2.2. Analysis of the Physicochemical Properties of the Photocatalytic Materials

The morphology and crystal structure of the two composites were determined by transmission electron microscopy (TEM) and high-resolution transmission electron microscopy (HRTEM), and the results are shown in Figure 2. Figure 2a shows that the constituent molecules of the composite photocatalyst Ti-BPC formed a compact cluster structure with tightly packed rod-shaped and spherical crystals [20]. The BiPO₄ nanorods shown in Figure 2b are approximately 60–75 nm in diameter with tiny spherical crystals around the edges. Figure 2c shows tiny spherical crystal structures uniformly attached to the crystal rods, which are presumed to be TiO₂ crystals [21]. The HRTEM image in Figure 2d shows that the crystal spacing is 0.2669 nm, corresponding to the (210) plane of elemental Bi. Figure 2e,f shows that the composite photocatalyst Mn-BPC is composed of agglomerates of flower-shaped or granular particles and overlapping layered nanosheet structures. The morphological characteristics of Mn-BPC are the same as those reported by Chen, and the layered graphite structure is g-C₃N₄. The lattice spacings measured in Figure 2g,h are 0.283 nm and 0.312 nm, corresponding to the (111) plane of BiPO₄ and the (012) plane of elemental Bi [22].

Figure 3 shows the X-ray photoelectron spectroscopy (XPS) spectra of the two catalysts. The XPS spectrum of Ti-BPC shows that the composite catalyst contains C, N, O, P, Bi, and Ti with different molecular weights. For the Bi spectrum, Bi4f has the highest intensity, the smallest peak width (158–162 eV) and the best symmetry, and it is the main spectral line of Bi. The Mn-BPC spectral analysis results show that the peak at 133.08 eV is the P2p peak, the peak at 160.60 eV is the Bi4f peak, with the highest peak value, and the peak at 531.08 eV is the characteristic peak of O1s, with the second highest peak value. The peaks of C1s, N1s, and Mn2p appear at 285.05 eV, 339.08 eV, and 642.08 eV, respectively.

From the information in

Table 1. XPS peak information of Ti-BPC and Mn-BPC catalysts.

	TiO2-BPC	Mn-BPC
Name	Atomic %	Atomic %
C1s	23.89	32.41
N1s	5.44	12.74
O1s	43.12	36.31
P2p	7.17	8.96
Bi4f	4.25	6.69
Ti2p	16.12	/
Mn2p	/	2.89

, it can be seen that the molar ratio of each element of Ti-BPC is 23.89% for C1s, 5.44% for N1s, 43.12% for O1s, 7.17% for P2p, 4.25% for Bi4f, and 16.12% for Ti2p. The content of oxygen is the highest in the composite catalyst, which is consistent with the chemical formula of the catalyst [23]. The element with the lowest molar ratio is bismuth, with a content of only 4.25%, which is lower than the content of both carbon and titanium. The XPS peak information of the Mn-BPC catalyst shows that the molar ratio of each element is 32.41% for C1s, 12.74% for N1s, 36.31% for O1s, 2.89% for P2p, 8.96% for Bi4f, and 6.69% for Ti2p. The results showed that the content of oxygen was the highest, followed by carbon and nitrogen, and the content of manganese was the lowest. For the catalyst material, the manganese content is relatively low.

## Challenge 1
State how many lines of the records below contain the string "instance". Reply with the number only.

Some records:
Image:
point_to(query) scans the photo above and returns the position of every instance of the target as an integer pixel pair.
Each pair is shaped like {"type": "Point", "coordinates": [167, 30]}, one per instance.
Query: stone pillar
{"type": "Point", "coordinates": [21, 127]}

## Challenge 2
Transcribe the passage on the photocatalytic materials word for word from "Figure 3 shows" to "and Mn-BPC catalysts.".

## Written response 1
2

## Written response 2
Figure 3 shows the X-ray photoelectron spectroscopy (XPS) spectra of the two catalysts. The XPS spectrum of Ti-BPC shows that the composite catalyst contains C, N, O, P, Bi, and Ti with different molecular weights. For the Bi spectrum, Bi4f has the highest intensity, the smallest peak width (158–162 eV) and the best symmetry, and it is the main spectral line of Bi. The Mn-BPC spectral analysis results show that the peak at 133.08 eV is the P2p peak, the peak at 160.60 eV is the Bi4f peak, with the highest peak value, and the peak at 531.08 eV is the characteristic peak of O1s, with the second highest peak value. The peaks of C1s, N1s, and Mn2p appear at 285.05 eV, 339.08 eV, and 642.08 eV, respectively.

From the information in

Table 1. XPS peak information of Ti-BPC and Mn-BPC catalysts.